Problem description -> Copy out the listing below line for line, changing nothing.

Given records ->
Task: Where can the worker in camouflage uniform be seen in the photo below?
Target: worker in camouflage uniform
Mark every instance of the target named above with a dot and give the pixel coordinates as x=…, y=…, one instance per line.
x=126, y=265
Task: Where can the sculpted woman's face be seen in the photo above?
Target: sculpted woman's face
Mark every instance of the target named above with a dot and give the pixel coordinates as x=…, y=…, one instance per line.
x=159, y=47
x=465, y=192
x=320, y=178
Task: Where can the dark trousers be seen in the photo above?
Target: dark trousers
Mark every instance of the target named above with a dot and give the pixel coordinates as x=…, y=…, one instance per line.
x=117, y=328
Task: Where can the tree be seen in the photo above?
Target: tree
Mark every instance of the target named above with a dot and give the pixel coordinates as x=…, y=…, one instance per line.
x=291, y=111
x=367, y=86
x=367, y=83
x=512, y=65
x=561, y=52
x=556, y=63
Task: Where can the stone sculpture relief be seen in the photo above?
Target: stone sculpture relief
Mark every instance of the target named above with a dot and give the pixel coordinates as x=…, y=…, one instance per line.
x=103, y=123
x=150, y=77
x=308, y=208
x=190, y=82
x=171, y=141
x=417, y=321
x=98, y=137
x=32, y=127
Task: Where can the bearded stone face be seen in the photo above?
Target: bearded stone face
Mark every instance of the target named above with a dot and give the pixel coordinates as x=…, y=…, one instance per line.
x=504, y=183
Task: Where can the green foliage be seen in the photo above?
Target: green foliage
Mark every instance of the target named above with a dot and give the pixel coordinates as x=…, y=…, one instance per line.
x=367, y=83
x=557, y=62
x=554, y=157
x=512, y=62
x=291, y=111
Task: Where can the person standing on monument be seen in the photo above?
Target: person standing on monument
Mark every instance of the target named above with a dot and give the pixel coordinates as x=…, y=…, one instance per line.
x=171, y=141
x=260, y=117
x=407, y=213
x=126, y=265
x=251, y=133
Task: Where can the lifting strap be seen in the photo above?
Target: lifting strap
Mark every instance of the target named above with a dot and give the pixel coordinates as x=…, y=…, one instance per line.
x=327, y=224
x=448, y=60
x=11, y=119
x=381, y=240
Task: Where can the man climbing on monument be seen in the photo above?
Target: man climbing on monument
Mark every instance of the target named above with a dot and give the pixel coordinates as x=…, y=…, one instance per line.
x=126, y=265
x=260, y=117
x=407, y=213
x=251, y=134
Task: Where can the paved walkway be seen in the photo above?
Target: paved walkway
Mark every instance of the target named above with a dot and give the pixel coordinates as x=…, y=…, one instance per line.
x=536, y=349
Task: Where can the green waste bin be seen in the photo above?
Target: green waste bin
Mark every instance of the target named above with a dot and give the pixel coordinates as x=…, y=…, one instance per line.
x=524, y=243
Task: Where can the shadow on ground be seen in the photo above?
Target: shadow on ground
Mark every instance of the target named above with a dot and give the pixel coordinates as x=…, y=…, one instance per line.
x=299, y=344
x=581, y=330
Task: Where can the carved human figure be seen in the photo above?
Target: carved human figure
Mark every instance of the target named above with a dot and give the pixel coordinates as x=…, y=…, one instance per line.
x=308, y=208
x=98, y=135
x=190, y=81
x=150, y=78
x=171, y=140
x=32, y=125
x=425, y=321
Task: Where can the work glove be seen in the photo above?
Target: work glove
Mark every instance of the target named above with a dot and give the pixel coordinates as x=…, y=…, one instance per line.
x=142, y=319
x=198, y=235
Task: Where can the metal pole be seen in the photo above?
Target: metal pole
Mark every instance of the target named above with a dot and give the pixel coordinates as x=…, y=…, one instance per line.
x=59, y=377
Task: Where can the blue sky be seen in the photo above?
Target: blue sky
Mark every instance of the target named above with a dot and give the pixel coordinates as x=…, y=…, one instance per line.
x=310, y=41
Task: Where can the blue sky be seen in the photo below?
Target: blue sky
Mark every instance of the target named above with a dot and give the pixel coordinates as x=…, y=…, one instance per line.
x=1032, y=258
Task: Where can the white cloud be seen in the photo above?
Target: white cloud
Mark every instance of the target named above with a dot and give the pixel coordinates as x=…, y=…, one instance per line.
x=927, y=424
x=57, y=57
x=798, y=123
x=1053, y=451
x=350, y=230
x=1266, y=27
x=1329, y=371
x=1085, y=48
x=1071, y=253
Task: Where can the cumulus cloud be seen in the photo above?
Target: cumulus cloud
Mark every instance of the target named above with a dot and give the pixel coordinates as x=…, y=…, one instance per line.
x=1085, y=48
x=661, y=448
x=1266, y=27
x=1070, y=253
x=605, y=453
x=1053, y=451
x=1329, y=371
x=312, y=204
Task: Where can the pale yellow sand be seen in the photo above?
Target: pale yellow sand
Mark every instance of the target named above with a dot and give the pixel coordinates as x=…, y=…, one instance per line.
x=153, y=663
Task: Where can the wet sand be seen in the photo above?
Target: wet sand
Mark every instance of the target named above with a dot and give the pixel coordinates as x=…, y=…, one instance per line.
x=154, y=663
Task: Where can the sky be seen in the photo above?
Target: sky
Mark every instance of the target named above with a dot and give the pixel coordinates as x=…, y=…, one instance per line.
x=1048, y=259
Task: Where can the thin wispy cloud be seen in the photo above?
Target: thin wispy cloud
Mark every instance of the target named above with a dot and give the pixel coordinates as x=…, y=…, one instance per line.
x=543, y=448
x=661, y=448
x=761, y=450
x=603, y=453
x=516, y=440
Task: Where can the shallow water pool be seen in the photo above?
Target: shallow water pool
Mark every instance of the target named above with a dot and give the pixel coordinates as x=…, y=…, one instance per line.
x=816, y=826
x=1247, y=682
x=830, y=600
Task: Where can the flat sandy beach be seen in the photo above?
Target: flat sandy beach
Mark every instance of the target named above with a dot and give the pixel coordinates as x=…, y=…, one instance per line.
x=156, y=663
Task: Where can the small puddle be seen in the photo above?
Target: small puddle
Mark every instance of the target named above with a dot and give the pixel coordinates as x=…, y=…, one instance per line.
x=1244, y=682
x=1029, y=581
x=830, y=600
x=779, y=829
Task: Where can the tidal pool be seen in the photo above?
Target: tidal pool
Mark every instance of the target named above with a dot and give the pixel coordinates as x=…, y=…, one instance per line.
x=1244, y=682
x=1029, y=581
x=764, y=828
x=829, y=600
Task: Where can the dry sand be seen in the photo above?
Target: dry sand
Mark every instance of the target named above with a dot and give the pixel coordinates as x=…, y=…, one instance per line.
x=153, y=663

Response to the exercise ->
Task: Where can the worker in camouflage uniform be seen in the photo below?
Target: worker in camouflage uniform
Mark every instance of the target named above with a dot and give the pixel coordinates as x=…, y=…, one instance per line.
x=126, y=265
Task: Where can the sculpted woman's face be seen in the photo above?
Target: sculpted woman's face
Mark every instance of the target named above with a dot and give the pixel coordinates as x=…, y=…, one instance per line.
x=159, y=47
x=465, y=192
x=320, y=178
Task: Where can the dark trousers be seen in the photo above?
Target: dark trousers
Mark every instance of the target named above with a dot and give the pixel coordinates as x=…, y=…, one instance per line.
x=117, y=328
Task: Where can the tree be seen in the photo above?
Target: tree
Mark every instance of the target named above with a dot and give the pixel coordinates as x=…, y=…, one instance per line.
x=291, y=111
x=367, y=86
x=367, y=83
x=512, y=65
x=561, y=52
x=556, y=63
Task: Where can the stone sculpture relief be seen in the photo above?
Target: stone sculpture relief
Mark every instance of the target named above with a dot and give the pixel coordinates as x=…, y=…, one instance per line.
x=103, y=123
x=150, y=77
x=308, y=208
x=190, y=82
x=171, y=141
x=417, y=321
x=98, y=137
x=32, y=127
Task: Where can the bearded stone face be seen in the photo above?
Target: bearded stone face
Mark every instance of the target named above with a dot and give the pixel coordinates as x=…, y=…, one instance per line.
x=504, y=183
Task: Where can the green foliage be seen in the photo above?
Target: green foliage
Mark every instance of the target named above with a dot and give the pixel coordinates as x=…, y=…, one instance per line.
x=367, y=83
x=557, y=62
x=554, y=157
x=512, y=62
x=291, y=111
Task: Where can the person standing on monument be seen in the photo above?
Target: person standing on monument
Mark every instance of the target named above with a dot and give the pixel coordinates as x=…, y=…, one instance per line.
x=171, y=141
x=260, y=117
x=407, y=213
x=126, y=265
x=251, y=133
Task: Where can the lifting strap be seen in the photo above?
Target: lifting strap
Mark every instance of the target named above with a dot and give the pixel coordinates as x=…, y=…, one instance per line.
x=327, y=224
x=448, y=60
x=11, y=119
x=381, y=240
Task: Where can the man climbing on monument be seen in the photo above?
Target: man climbing on monument
Mark every instance of the target named above with a dot and give the pixel coordinates as x=…, y=…, one instance per line.
x=126, y=265
x=260, y=117
x=407, y=213
x=251, y=134
Task: Where can the paved walkway be seen in the photo above?
Target: paved walkway
Mark every instance of the target named above with a dot and give the pixel coordinates as x=…, y=…, one instance per line.
x=536, y=349
Task: Where can the green waste bin be seen in the photo above?
Target: green waste bin
Mark every instance of the target named above with a dot and give the pixel coordinates as x=…, y=…, one instance per line.
x=524, y=243
Task: Where can the shadow on ground be seen in the photo above?
Target: shadow on ground
Mark every instance of the target named above with a dot and give the pixel coordinates as x=…, y=…, one instance per line.
x=299, y=344
x=581, y=330
Task: Where can the carved human figure be seen in the photo above?
Target: carved human figure
Mark every instance of the target named above with a dot and give the pixel coordinates as x=…, y=…, one instance per line.
x=308, y=208
x=98, y=135
x=190, y=81
x=150, y=78
x=171, y=140
x=32, y=125
x=425, y=321
Task: Where can the work glove be seen in the photo above?
Target: work glove
Mark every instance of the target named above with a dot and give the pixel coordinates as x=…, y=…, one instance per line.
x=142, y=319
x=198, y=235
Task: Where can the metal pole be seen in the photo above?
Target: metal pole
Mark every instance of the target named above with a dot and give the pixel coordinates as x=…, y=…, one instance per line.
x=59, y=377
Task: Where can the blue sky be seen in the photo above?
Target: blue sky
Mark every instance of the target named above with a dot and give the pixel coordinates as x=…, y=…, one instance per line.
x=310, y=41
Task: Where can the blue sky be seen in the photo below?
Target: blue sky
Mark every instance of the target named above with a dot and give the pixel coordinates as x=…, y=…, one instance per line.
x=1032, y=258
Task: Where can the white cloud be seen in the photo above?
Target: white cloud
Mark every instance of the target named above with a dot and give the pixel coordinates as x=…, y=…, one instance per line.
x=927, y=424
x=57, y=57
x=798, y=123
x=1053, y=451
x=350, y=230
x=1266, y=27
x=1329, y=371
x=1085, y=48
x=1071, y=253
Task: Where can the cumulus cloud be seen in the photo above?
Target: cumulus cloud
Mark every instance of the target named above with a dot and give the pixel coordinates as x=…, y=…, one instance per line.
x=1085, y=48
x=661, y=448
x=1266, y=27
x=1070, y=253
x=605, y=453
x=1053, y=451
x=1329, y=371
x=312, y=204
Task: Where can the pale yellow sand be seen in the photo above?
Target: pale yellow sand
Mark every instance of the target named above with a dot and give the pixel coordinates as x=…, y=…, one instance per line.
x=153, y=663
Task: Where can the wet sand be seen in the photo above?
Target: wet sand
Mark every instance of the target named above with a dot and give the pixel coordinates as x=…, y=…, one instance per line.
x=154, y=663
Task: Where can the sky be seen in the photo above?
Target: sky
Mark every instance of the target named above with a dot and give the pixel coordinates as x=…, y=…, one instance per line.
x=1048, y=259
Task: Where can the thin wispy cloud be seen in the photo above?
Target: thin wispy cloud
Mark every instance of the target named above with a dot and give the pixel coordinates as x=…, y=…, one instance per line.
x=543, y=448
x=661, y=448
x=761, y=450
x=603, y=453
x=516, y=440
Task: Where can the shallow water pool be seen in the photo above?
Target: shallow water pool
Mark every instance of the target named above with a dot and give the pixel coordinates as x=…, y=…, one instance per line.
x=816, y=826
x=1247, y=682
x=830, y=600
Task: Where can the flat sandy beach be seen in the photo above?
Target: flat sandy beach
Mark every instance of the target named above with a dot and give the pixel coordinates as x=…, y=…, one instance per line.
x=156, y=663
Task: Where can the small puddle be seen in the photo above?
Target: small puddle
Mark every instance of the target named above with a dot and give the pixel coordinates as x=…, y=…, one instance per line.
x=1244, y=682
x=1029, y=581
x=830, y=600
x=779, y=829
Task: Where can the tidal pool be seen in the photo above?
Target: tidal pool
Mark every instance of the target named above with a dot and give the pixel coordinates as x=…, y=…, one instance per line.
x=1244, y=682
x=1029, y=581
x=764, y=828
x=829, y=600
Task: Where can the dry sand be seen in the photo above?
Target: dry sand
Mark every instance of the target named above with a dot and give the pixel coordinates as x=…, y=…, one instance per line.
x=153, y=663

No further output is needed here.